─── ESTRATTO DEL TESTO ───

16 novembre 2008

La vita e la morte

Una cosa non ho capito: serviva proprio la sentenza della Cassazione (sul caso di Eluana Englaro) per spingere i vertici della chiesa e di parte della politica (quelli che boicottarono il referendum del 2005) a chiedere una legge che regolamenti casi del genere?

E le dichiarazioni di vescovi e cardinali (Bagnasco “primo passo verso l'eutanasia”), i titoli dei giornali (Avvenire scriveva che i giudici hanno “pronunciato la prima condanna a morte dell'Italia repubblicana”), i comunicati dei vari comitati (Scienza e vita che chiede di “registrare in video” la morte di Eluana),le telefonate ai politici (come quelle dell'arcivescovo di Udine, Brollo), non sono forse un intromettersi nella vita politica?
Perchè solo ora? Forse perchè per una volta un giudice ha contravvenuto al Vaticano?

───

* COMPITO OPERATIVO *
Ricopia senza modifiche il passo del testo sul caso Englaro che parte dalle parole "Una cosa non" e si chiude dopo "nella vita politica?".

─── DATI MOSTRATI ───

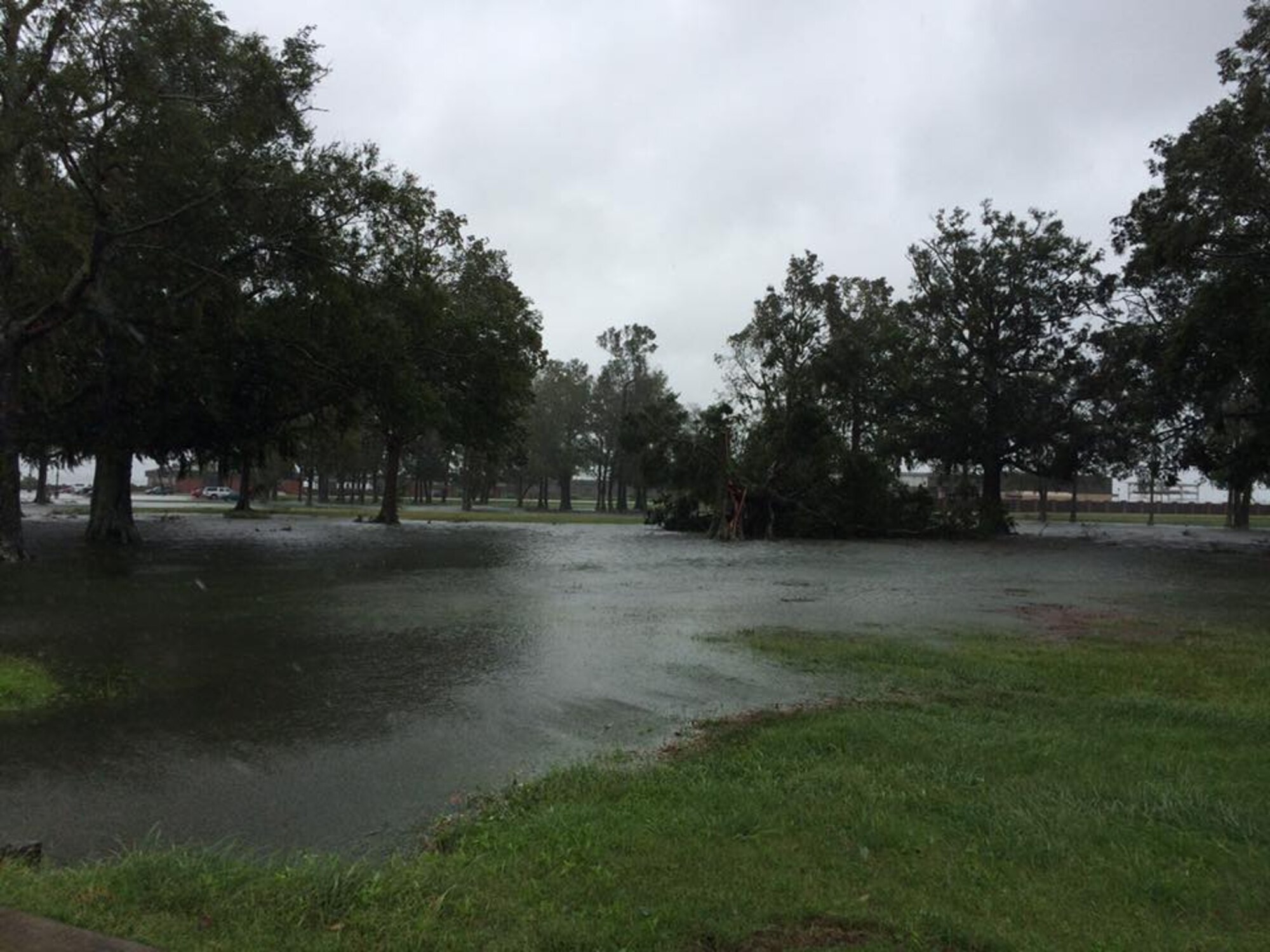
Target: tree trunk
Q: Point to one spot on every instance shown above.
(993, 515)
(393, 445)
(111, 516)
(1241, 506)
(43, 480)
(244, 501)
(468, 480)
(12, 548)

───
─── DATI MOSTRATI ───

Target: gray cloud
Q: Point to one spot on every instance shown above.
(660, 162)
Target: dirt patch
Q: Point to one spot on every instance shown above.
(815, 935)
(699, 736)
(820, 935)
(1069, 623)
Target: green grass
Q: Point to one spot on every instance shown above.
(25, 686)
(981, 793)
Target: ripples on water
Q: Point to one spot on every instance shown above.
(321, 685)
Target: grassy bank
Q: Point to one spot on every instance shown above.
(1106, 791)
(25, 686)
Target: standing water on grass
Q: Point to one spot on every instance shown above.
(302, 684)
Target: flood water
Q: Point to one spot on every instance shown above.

───

* RISPOSTA ESERCIZIO *
Una cosa non ho capito: serviva proprio la sentenza della Cassazione (sul caso di Eluana Englaro) per spingere i vertici della chiesa e di parte della politica (quelli che boicottarono il referendum del 2005) a chiedere una legge che regolamenti casi del genere?

E le dichiarazioni di vescovi e cardinali (Bagnasco “primo passo verso l'eutanasia”), i titoli dei giornali (Avvenire scriveva che i giudici hanno “pronunciato la prima condanna a morte dell'Italia repubblicana”), i comunicati dei vari comitati (Scienza e vita che chiede di “registrare in video” la morte di Eluana),le telefonate ai politici (come quelle dell'arcivescovo di Udine, Brollo), non sono forse un intromettersi nella vita politica?